§ Stated goal 1:
Copy the rows below verbatim, everything from the start of the rows down to the line containing "Target: crossed hammer emblem", both ends included.

Monday, 4 April 2011

Communications - A New Narrative

I feel like this is the moment to come to terms with our history in so many ways, because this is a crisis born of the industrial project that was fuelled by colonial extraction and mass dislocation. It all comes together with this crisis. When we talk about storytelling, all of our stories are in crisis and we need new stories about how we got here, at whose expense, who paid the price, how we’re going to do things differently. That means learning from the very people who got the worst deal out of the industrial era (Naomi Klein interviewed by Rob Hopkins - Transition Culture)
Our life is determined by stories. Stories we are told by our parents, by our culture, by the Empire that has ruled us for thousands of years. Some of these are ancient and reworked fairy tales, Cinderella being one of the most enduring. You are really a princess. Your ugly sisters are making you tend the fire and work in a kitchen. One day a fairy godmother will come and you will go to the ball and marry a prince and live in luxury for the rest of your days. We love that story. Partly because it resonates with the beauty of our real inner selves, but mostly because it ends with riches, with feasting and nice clothes and aligning with power. It’s a major upstory.

How do you tell a downstory? Downstories are hard to find in our culture. There are plenty of upstories that don't work out that act like scary cautionary tales (if you don’t make it to the ball, you never get out of that fireplace and will always wear rags). But how do you go about telling the story of Transition, of the energy descent we have to make as individuals and as a people? How do you turn the coach back into a pumpkin and the princess back into someone who can tend a fire?

How can you tell the story that is not about individual people making it OK, but about whole communities turning themselves around? We hunt for analogies but they are hard to come across. We find people pulling together during WW2 and imagine that Digging for Victory was all like an Ealing comedy. But that is to ignore the very real drama of war and government progaganda. No matter how urgent our situation, carbon reduction quotas and climate science don't quite fit into a narrative that will help us face reality together.

Here's Paul Kingsnorth writing on his blog, Dark Mountain:

I think that the poets have been cowed into silence by the dominance and urgency of the quants’ narrative. How to reassert the importance of stories, then, is perhaps a key question now. Green poets might perhaps start by observing that worlds are not ’saved’ by the same stories that are killing them. They might want to observe that saving worlds is an impossible business in the first place, and that attempting to do so is likely to lead to some very dark places. Or they might try and explore what it is about how we see ourselves which reduces us to this, time and time again – arguing about machines rather than wondering what those machines give us and what they take away (from The Quants and the Poets)

The fact is we don’t have to go outside ourselves for a new story; we just have to retell our own and be prepared to listen to others as they tell theirs. Here's one:

Once upon a time there was a girl who was born with a silver spoon in her mouth. She lived in the big city and went to the park and had lovely party dresses and dancing lessons and when she grew up she wrote for shiny magazines and bought herself a little flat and drank champagne and had lots of friends and lovers. She was successful, threw parties and went all round the world. And then on her 35th birthday she left everything behind and never returned.

§ Stated goal 2:
Answer these from the passage above on a new narrative:
(a) Which fairy tale does it name as one of the most enduring?
(b) What is the name of Paul Kingsnorth's blog?
(c) On which birthday did the girl in the closing story leave everything behind?

§ Dataset extract:
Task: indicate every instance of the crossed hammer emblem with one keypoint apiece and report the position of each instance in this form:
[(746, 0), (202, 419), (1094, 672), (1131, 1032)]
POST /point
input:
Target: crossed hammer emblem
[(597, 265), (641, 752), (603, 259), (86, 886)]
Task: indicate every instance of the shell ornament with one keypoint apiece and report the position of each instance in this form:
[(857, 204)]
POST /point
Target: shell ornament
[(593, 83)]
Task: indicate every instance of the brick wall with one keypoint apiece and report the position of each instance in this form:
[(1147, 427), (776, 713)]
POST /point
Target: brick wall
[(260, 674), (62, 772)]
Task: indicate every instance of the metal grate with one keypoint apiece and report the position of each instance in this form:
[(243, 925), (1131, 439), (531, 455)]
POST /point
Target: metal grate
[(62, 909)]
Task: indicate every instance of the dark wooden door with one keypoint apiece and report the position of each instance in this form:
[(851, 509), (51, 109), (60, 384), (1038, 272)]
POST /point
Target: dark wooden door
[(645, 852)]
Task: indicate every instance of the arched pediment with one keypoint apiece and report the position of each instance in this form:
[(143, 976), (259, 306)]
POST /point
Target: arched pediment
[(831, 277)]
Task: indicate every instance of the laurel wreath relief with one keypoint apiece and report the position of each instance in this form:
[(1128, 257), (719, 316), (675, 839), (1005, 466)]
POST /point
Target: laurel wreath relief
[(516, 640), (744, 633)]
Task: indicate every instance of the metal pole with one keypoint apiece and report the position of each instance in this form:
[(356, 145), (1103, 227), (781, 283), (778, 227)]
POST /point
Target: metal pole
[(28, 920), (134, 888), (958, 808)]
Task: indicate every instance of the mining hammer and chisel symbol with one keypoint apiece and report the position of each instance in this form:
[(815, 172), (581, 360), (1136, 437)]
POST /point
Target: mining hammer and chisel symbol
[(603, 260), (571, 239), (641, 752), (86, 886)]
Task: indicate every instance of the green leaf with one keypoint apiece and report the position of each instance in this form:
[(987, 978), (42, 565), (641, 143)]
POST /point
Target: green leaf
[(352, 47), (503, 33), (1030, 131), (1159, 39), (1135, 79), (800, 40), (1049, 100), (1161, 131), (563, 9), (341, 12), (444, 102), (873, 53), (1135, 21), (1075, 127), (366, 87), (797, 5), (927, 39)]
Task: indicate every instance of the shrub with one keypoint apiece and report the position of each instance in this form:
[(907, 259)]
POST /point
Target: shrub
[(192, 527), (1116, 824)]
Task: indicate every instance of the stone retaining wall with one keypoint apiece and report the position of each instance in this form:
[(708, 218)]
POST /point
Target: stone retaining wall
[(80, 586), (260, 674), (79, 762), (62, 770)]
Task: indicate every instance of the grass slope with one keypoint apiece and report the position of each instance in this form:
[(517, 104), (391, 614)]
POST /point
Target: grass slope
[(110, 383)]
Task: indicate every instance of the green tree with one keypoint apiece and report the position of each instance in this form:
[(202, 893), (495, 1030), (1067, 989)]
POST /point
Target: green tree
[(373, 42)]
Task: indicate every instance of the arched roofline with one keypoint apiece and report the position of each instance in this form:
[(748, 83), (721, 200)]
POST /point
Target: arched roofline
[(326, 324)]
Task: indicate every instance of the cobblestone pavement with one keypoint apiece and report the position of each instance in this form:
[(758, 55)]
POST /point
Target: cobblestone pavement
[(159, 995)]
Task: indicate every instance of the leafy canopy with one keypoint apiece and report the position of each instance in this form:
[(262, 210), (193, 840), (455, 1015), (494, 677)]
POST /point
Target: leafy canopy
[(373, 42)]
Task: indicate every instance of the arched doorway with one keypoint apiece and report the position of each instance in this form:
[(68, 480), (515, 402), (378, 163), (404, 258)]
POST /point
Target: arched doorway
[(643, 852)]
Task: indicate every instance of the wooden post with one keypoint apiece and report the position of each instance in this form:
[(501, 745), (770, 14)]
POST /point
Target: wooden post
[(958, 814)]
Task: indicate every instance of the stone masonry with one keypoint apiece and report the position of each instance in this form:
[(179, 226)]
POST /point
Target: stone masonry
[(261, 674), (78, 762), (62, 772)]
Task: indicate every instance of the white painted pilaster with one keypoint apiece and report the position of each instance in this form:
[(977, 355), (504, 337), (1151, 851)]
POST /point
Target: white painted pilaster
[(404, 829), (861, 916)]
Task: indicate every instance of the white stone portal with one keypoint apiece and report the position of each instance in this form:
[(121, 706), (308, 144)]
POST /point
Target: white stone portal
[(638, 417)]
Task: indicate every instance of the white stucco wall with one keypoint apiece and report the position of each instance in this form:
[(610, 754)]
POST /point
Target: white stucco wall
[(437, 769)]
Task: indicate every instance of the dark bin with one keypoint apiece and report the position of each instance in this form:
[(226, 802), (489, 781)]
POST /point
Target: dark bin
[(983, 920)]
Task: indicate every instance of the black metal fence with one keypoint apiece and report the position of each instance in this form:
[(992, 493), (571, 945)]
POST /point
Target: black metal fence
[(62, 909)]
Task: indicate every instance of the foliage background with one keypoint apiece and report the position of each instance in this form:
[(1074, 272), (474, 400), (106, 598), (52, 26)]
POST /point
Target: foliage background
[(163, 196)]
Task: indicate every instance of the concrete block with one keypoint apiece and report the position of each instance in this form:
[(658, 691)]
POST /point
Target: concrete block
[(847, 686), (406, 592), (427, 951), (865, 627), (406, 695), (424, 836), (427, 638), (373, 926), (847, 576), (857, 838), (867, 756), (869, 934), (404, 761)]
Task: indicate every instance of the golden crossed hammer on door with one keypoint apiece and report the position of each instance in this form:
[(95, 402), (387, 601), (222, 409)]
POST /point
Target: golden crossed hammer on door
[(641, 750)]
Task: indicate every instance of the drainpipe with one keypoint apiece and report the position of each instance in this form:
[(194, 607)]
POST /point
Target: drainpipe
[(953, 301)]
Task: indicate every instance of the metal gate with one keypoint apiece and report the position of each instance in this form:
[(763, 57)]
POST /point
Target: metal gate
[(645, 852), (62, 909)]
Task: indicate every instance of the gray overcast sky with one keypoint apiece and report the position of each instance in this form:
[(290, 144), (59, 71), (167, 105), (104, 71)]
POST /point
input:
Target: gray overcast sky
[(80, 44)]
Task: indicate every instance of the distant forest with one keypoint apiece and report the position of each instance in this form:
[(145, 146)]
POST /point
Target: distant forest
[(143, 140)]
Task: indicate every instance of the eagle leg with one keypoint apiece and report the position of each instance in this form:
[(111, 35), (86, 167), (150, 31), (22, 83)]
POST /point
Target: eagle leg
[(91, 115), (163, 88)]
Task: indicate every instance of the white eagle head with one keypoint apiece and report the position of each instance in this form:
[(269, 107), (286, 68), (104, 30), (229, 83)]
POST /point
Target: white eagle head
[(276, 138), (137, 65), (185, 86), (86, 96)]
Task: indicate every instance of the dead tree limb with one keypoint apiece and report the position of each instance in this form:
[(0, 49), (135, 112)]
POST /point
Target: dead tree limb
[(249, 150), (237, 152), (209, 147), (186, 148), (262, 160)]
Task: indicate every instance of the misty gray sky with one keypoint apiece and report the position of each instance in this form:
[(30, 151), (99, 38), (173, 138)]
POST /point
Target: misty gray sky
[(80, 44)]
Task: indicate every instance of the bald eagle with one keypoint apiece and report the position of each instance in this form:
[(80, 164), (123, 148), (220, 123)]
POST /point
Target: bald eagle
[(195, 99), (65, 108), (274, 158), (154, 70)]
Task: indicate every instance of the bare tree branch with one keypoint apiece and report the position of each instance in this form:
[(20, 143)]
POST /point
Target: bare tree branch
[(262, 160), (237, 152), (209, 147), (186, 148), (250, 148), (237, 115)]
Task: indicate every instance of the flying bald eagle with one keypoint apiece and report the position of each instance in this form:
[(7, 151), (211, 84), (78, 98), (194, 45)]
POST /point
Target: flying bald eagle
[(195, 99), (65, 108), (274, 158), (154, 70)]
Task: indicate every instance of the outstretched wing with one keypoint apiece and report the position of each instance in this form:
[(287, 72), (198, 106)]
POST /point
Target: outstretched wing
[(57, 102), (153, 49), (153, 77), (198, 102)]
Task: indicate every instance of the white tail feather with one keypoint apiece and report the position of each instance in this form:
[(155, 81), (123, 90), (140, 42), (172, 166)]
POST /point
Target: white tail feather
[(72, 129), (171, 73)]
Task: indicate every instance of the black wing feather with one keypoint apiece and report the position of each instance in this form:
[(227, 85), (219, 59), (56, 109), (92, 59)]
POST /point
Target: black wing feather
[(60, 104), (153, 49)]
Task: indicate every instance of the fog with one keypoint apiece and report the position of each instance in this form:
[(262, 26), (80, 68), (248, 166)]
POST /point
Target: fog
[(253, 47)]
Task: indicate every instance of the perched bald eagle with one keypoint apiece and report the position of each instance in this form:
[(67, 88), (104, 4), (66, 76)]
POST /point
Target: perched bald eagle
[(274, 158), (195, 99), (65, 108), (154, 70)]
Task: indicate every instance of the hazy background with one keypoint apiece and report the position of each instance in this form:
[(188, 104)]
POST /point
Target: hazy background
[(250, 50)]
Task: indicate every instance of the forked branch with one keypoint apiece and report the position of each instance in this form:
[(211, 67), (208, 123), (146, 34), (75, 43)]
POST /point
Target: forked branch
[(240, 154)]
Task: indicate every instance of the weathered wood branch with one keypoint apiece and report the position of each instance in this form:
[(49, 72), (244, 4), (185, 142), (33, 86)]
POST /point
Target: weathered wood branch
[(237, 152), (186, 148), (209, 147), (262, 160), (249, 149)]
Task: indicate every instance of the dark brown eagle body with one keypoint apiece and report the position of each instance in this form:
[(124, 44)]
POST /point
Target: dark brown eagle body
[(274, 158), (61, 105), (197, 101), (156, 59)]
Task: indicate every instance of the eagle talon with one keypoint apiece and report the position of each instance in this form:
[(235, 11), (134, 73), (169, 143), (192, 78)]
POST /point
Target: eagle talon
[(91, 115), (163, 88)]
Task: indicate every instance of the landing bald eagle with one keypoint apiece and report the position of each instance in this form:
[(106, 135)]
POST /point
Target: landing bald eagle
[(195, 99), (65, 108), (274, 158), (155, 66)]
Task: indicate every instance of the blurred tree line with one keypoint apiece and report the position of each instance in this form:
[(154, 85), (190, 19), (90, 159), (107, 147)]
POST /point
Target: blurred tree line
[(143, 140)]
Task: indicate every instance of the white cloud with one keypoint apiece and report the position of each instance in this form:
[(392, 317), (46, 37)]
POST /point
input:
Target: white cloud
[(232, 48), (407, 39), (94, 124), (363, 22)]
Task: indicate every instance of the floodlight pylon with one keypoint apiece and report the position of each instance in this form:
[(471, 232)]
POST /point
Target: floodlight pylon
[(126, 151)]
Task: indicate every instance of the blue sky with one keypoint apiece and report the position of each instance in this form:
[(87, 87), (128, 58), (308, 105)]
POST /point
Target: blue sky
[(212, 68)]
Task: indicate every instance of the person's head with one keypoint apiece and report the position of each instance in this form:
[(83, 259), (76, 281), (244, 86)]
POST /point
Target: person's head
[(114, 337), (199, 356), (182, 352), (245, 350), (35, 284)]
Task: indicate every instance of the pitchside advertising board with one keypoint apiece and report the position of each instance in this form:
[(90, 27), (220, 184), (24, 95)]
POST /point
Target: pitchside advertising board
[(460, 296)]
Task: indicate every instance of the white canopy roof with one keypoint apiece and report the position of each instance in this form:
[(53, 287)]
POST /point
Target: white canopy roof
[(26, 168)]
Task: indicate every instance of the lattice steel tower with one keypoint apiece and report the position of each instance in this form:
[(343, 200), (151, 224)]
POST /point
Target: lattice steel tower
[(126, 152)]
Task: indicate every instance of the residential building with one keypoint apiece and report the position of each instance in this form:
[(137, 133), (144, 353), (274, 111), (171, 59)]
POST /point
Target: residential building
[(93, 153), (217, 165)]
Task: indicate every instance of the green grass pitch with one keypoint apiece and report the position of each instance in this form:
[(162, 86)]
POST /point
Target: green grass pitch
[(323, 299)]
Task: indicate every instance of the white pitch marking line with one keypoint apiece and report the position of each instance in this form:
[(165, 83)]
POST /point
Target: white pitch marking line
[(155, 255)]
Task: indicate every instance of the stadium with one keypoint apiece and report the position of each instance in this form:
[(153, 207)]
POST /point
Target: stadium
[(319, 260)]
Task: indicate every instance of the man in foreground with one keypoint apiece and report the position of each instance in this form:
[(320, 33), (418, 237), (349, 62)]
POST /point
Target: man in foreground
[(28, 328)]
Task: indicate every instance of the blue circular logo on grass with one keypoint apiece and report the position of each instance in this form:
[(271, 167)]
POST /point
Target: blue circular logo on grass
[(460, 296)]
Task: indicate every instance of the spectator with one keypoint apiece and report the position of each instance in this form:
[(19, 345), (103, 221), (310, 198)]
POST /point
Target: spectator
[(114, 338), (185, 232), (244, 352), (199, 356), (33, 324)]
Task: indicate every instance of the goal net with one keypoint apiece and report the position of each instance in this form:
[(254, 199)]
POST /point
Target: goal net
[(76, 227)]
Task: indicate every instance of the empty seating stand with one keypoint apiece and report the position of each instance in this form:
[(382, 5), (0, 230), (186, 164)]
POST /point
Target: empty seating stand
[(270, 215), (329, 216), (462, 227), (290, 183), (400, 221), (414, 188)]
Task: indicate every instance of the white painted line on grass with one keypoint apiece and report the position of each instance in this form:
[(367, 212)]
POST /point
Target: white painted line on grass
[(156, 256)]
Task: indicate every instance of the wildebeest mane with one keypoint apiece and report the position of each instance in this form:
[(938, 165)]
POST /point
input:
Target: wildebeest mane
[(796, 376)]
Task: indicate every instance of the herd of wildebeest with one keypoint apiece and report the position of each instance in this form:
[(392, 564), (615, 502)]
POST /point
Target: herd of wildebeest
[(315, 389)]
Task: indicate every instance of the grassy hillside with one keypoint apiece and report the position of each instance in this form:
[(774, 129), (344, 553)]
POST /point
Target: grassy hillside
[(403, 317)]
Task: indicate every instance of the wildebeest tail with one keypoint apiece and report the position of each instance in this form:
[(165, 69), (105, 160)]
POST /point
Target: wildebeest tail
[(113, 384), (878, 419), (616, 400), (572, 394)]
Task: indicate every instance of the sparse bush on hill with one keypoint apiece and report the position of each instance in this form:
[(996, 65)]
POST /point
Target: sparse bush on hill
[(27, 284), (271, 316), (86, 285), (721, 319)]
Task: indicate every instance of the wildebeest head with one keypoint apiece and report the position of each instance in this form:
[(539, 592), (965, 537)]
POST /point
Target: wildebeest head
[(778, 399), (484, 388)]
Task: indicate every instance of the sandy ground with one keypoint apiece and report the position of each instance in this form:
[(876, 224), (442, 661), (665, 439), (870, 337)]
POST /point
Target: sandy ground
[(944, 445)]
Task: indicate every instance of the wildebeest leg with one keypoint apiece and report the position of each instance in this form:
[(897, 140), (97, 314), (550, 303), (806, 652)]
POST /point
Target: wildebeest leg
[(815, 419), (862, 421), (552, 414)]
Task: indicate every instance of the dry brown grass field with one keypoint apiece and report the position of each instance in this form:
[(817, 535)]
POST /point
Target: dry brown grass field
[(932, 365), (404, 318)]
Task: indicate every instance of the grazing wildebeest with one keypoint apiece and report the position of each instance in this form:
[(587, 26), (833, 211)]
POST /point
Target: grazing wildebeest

§ Full output 1:
Task: indicate every instance of the crossed hammer emblem with one keypoint apiece and report the position of each instance in this form:
[(746, 0), (202, 419), (1094, 672), (1131, 1032)]
POST /point
input:
Target: crossed hammer emblem

§ Full output 2:
(a) Cinderella
(b) Dark Mountain
(c) Her 35th birthday